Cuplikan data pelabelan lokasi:
★ ★ ★
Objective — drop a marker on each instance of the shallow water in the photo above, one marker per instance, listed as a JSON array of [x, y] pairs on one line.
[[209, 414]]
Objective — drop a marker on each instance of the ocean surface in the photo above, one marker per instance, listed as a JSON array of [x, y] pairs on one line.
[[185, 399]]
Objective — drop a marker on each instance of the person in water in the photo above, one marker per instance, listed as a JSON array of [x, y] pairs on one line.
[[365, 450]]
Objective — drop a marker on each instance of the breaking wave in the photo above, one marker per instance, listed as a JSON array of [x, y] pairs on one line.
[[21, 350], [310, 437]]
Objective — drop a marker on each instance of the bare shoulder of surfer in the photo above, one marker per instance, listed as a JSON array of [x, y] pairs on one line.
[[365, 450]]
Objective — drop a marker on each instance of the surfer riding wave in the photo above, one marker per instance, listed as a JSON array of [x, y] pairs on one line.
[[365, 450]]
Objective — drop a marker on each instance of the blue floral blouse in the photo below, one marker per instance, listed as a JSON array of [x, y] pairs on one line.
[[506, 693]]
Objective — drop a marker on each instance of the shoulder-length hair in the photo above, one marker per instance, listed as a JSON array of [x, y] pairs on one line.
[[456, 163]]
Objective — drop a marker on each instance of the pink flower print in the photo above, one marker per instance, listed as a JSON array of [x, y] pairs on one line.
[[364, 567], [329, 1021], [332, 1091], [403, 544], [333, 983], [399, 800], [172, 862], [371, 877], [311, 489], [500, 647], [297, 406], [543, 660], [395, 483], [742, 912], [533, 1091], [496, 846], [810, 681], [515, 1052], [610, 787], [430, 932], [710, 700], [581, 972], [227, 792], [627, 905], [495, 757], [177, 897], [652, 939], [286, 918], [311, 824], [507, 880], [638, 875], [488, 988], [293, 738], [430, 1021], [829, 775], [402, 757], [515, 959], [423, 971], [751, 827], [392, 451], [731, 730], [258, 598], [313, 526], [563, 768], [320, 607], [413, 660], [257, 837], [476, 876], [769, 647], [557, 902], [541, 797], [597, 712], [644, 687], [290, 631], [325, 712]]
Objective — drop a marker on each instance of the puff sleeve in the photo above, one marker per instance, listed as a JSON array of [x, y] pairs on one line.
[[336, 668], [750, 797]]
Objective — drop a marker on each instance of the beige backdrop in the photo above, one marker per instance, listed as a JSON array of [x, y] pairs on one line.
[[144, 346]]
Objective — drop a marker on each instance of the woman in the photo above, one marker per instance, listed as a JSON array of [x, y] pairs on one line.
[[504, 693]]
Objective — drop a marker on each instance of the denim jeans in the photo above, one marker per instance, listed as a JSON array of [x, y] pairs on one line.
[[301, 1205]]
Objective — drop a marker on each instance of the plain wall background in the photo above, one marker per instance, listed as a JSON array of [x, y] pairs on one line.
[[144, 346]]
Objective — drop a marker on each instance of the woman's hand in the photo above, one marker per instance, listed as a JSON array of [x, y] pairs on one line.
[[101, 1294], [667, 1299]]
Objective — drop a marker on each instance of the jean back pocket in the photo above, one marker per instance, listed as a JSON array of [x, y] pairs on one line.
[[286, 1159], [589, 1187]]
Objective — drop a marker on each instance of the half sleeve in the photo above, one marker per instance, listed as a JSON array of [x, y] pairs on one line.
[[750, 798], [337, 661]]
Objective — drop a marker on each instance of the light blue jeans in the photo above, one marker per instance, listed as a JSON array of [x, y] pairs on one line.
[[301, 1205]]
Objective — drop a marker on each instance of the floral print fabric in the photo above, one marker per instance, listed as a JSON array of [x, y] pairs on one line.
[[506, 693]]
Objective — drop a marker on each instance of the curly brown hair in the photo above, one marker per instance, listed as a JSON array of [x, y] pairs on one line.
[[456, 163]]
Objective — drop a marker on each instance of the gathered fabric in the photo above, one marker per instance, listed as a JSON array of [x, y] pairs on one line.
★ ★ ★
- [SOAL]:
Perbarui semua catatan di atas dengan mengganti "drop a marker" menjadi "place a marker", lalu tuliskan hasilnya tanpa mengubah bagian lain.

- [PENYELESAIAN SOAL]:
Objective — place a marker on each instance of the shallow water in the photo above, one marker per instance, listed as a JSON array of [x, y] pairs on one line.
[[209, 414]]
Objective — place a marker on each instance of the ocean surface in the photo above, one marker per instance, listed as a JSON array of [x, y] pairs on one line.
[[185, 399]]
Objective — place a marker on each instance of the person in water in the photo above, one marker per instance, listed as a JSON array of [x, y] pairs on one line.
[[365, 450]]
Objective — place a marker on each instance of the breaking wave in the photo above, one marker per instance, listed as a JSON array of [x, y] pairs on one line.
[[21, 350], [310, 437]]
Objective — place a marker on each instance of the bare shoulder of surfer in the photo above, one marker per instance, listed as a JSON array of [x, y] pairs on one line.
[[365, 450]]
Objective — place a marker on each instance of the surfer riding wave in the photo above, one marker per instance, listed as a JSON array of [x, y] pairs on one line.
[[365, 450]]
Objective — place a marker on each instance of the blue floral blouse in the photo below, one marker per instance, listed as a JSON array of [x, y] pairs on one line.
[[506, 693]]
Objective — place a marker on each instance of the shoulder-length hair in the photo above, one marker per instance, listed as a JSON array of [x, y] pairs on one line.
[[456, 163]]
Objective — place a marker on each instance of the pink flower print in the photo above, one marker per instance, listed as a JSON array of [x, y] pairs on one line.
[[364, 567], [329, 1021], [332, 1091], [403, 544], [333, 983], [399, 800], [172, 862], [371, 877], [311, 489], [500, 647], [297, 406], [543, 660], [395, 483], [742, 912], [533, 1091], [496, 846], [810, 681], [515, 1052], [610, 787], [430, 932], [710, 700], [581, 972], [227, 792], [627, 905], [495, 757], [177, 897], [652, 939], [286, 918], [311, 824], [507, 880], [638, 875], [488, 988], [293, 738], [430, 1021], [829, 775], [402, 757], [515, 959], [423, 971], [751, 827], [392, 451], [731, 730], [258, 598], [313, 526], [563, 768], [320, 607], [413, 660], [257, 837], [476, 876], [769, 647], [557, 902], [541, 797], [597, 712], [644, 687], [290, 631], [325, 712]]
Objective — place a marker on each instance of the puff sleeve in the photo above, one marker per instance, listed as a JSON array of [x, y] pairs on one line.
[[336, 668], [750, 797]]
Objective — place a marker on each instance of the beige backdrop in the photo above, one marker per instance, listed as a JSON array of [x, y] pairs on one line.
[[144, 346]]
Objective — place a marker on each instance of the woman in the photo above, one marker per instance, listed as a JSON array of [x, y] pairs on one line.
[[504, 693]]
Objective — place a marker on each instance of the denim jeans in the photo above, one marker per instance, listed as a JSON array of [x, y] pairs on one line.
[[301, 1205]]
Objective — place a marker on each instance of the plain wall background in the photo above, one marker per instance, listed as a JSON array of [x, y] pairs on one line.
[[144, 346]]
Objective — place a marker on each instance of the woman's hand in the photo above, one marker per instance, listed as a JSON array of [x, y] pairs on one line.
[[101, 1294], [667, 1299]]
Objective — place a marker on each instance of the jean back pocket in the photo above, one marker per instance, listed as a JSON array of [x, y] pairs on one line.
[[286, 1159], [589, 1187]]
Objective — place a marker on each instance of the half sleeve in the photo above, one marker per instance, listed as a JSON array of [x, y] pairs on one line.
[[750, 798], [337, 661]]
Objective — place a marker on each instance of the light blue jeans in the photo above, one marker per instance, listed as a JSON array of [x, y] pairs on one line.
[[301, 1205]]
Objective — place a marker on each instance of the floral print fabric in the photo above, one marker per instance, listed as a JSON array of [x, y] pairs on one line.
[[506, 693]]
Objective — place a marker on each instance of the curly brown hair in the photo above, one marker per instance, listed as a JSON array of [x, y] pairs on one line.
[[456, 163]]
Objective — place a marker on each instance of the gathered fabric in the photo above, one marker per instance, listed as a JSON array of [x, y] pairs on one line.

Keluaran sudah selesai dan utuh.